- _Document extract_:
· · · · ·

Harlequin

Manufactory Höchst Manufactory German
Model attributed to Johann Christoph Ludwig von Lücke German

On view at The Met Fifth Avenue in Gallery 538

The fourth factory in Europe to produce hard- paste porcelain was established in 1746 in the town of Höchst, which lies to the west of Frankfurt.[1] It was founded by the potter Adam Friedrich von Löwenfinck (German, 1714–1754) and two business partners, who sub-mitted a proposal that year to the elector of Mainz, Johann Friedrich Carl von Ostein (1689–1763), in whose domain Höchst was located, requesting a privilege to make porcelain. The three men were quickly granted the privilege, which not only gave them the exclusive right to produce porcelain for a fifty-year period but also exempted them from paying duties on the most essential materials.[2] Löwenfinck hired workers with expertise in making both porcelain and faience, yet despite their best efforts they were unable to develop an acceptable porcelain paste, and the factory made only faience during its first three years of operation. The arrival of new workers in 1750 led to the successful production of porcelain by the end of that year, and regardless of fluctuating financial stability over the next several decades, Höchst was to achieve a level of artistic and technical success seldom matched by the other German porcelain factories in the second half of the eighteenth century.

· · · · ·

- _Given instruction 1_:
Output every line of the records as a JSON list of strings, one string per line, with blank lines omitted.
The text and the records have no connection to each other.

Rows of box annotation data
· · · · ·

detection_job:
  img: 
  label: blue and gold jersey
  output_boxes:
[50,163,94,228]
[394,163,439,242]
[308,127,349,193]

· · · · ·

- _Given instruction 2_:
In the text on Höchst porcelain, what year did the factory first succeed in producing porcelain?

- _Correct output 1_:
[
  "detection_job:",
  "  img: ",
  "  label: blue and gold jersey",
  "  output_boxes:",
  "[50,163,94,228]",
  "[394,163,439,242]",
  "[308,127,349,193]"
]

- _Correct output 2_:
By the end of 1750.